# taz.de -- Kolumne Wirtschaftsweisen: Angst einjagen
       
       > In Berlin darf jetzt wieder gejagt werden. Zum Beispiel Rehe. Über die
       > Jagd aus Sicht von Ernährung und – tatsächlich! – Lustgewinn.
       
 (IMG) Bild: Rehe – hier ohne Jäger oder Jägerin. Ach, wie schön!
       
       Jetzt darf in Berlin wieder gejagt werden – auf junge Rehe und Reh-Mütter.
       Ganzjährig werden Wildschweine, Waschbären, Füchse und Kaninchen gejagt. In
       der letzten Saison erwischten die Berliner Jäger 338 Rehe, 2.339
       Wildschweine, 18 Waschbären, 81 Füchse und 862 Kaninchen. Deutschlandweit
       wurden 2017 rund 134.000 Waschbären und 435.000 Füchse getötet.
       
       Rechtzeitig zur Jagdsaison erschien „Die Jagd – Licence for Sex and Crime“
       des Ethno-Psychoanalytikers Paul Parin mit Nachworten von einer Zoologin,
       einer Historikerin, einem Bibliothekar und einem Ethnologen. Das Buch war
       bereits 2003 mit einem Nachwort von Christa Wolf erschienen, aber völlig
       verstümmelt worden, „in einer eigenartigen Mischung aus Respektlosigkeit,
       Prüderie und sachlicher Unkenntnis“ – so dass eine Neuherausgabe notwendig
       wurde.
       
       Der Autor war Jude und Sozialist: Beide jagen meistens nicht, aber Parin
       war eine „Ausnahme“. Zudem gehörte er zu den Tiermördern, die bei einem
       gelungenen Schuss einen Orgasmus bekamen, auch beim Reiten gelegentlich,
       ebenso beim Ausgepeitscht werden und beim Auspeitschen. „Das Jagdfieber
       gewährleistet hemmungslosen sexuellen Genuss und die Lust am Verbrechen,“
       schreibt er, denn natürlich ist das alles extrem unmoralisch, außerdem jagt
       man heute nicht mehr, um sich zu ernähren, sondern um mit Lust zu morden.
       „Jagd ohne Mord wäre ein Oxymoron.“
       
       Schon für seinen Vater, ein Gutsbesitzer in Slowenien, galt: Seine
       „Jagdleidenschaft hatte die Grenze verwischt, die Anstand und Moral von
       Vergehen und Verbrechen scheidet“. Nach dem ersten erlegten Rehbock bekam
       die jugendliche „Gier“ seines Sohnes „ein Ziel: der Mord an einer Kreatur“.
       
       ## Verharmlosende „Waidmannssprache“
       
       Die heutigen Jäger benutzen eine verharmlosende „Waidmannssprache“, um dies
       zu kaschieren, einige entblöden sich nicht, sich als „Ökologen“ und
       „Naturschützer“ zu bezeichnen. Parin meint, dass „solche unbeholfenen
       Versuche, die Jagd vom Geruch der Sucht und Grausamkeit freizusprechen, gar
       nicht mehr nötig sind“, denn „es könnte sein, dass die brutale Umgestaltung
       der Welt nicht mehr rückgängig zu machen ist“.

▬▬▬

## Zu lösende Aufgaben
a: Wie viele Rehe haben die Berliner Jäger laut der Kolumne in der letzten Saison erlegt?
b: Ordne alle Zeilen der Datensätze unten als nummerierte Liste an und lass Leerzeilen weg.
Die Kolumne und die Datensätze stehen in keinem Zusammenhang.

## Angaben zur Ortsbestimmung
▬▬▬

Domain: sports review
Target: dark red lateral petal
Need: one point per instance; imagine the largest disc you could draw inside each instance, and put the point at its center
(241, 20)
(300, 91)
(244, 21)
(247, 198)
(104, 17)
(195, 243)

▬▬▬

## Gegebene Antworten
a: 338 Rehe.

b:
1. Domain: sports review
2. Target: dark red lateral petal
3. Need: one point per instance; imagine the largest disc you could draw inside each instance, and put the point at its center
4. (241, 20)
5. (300, 91)
6. (244, 21)
7. (247, 198)
8. (104, 17)
9. (195, 243)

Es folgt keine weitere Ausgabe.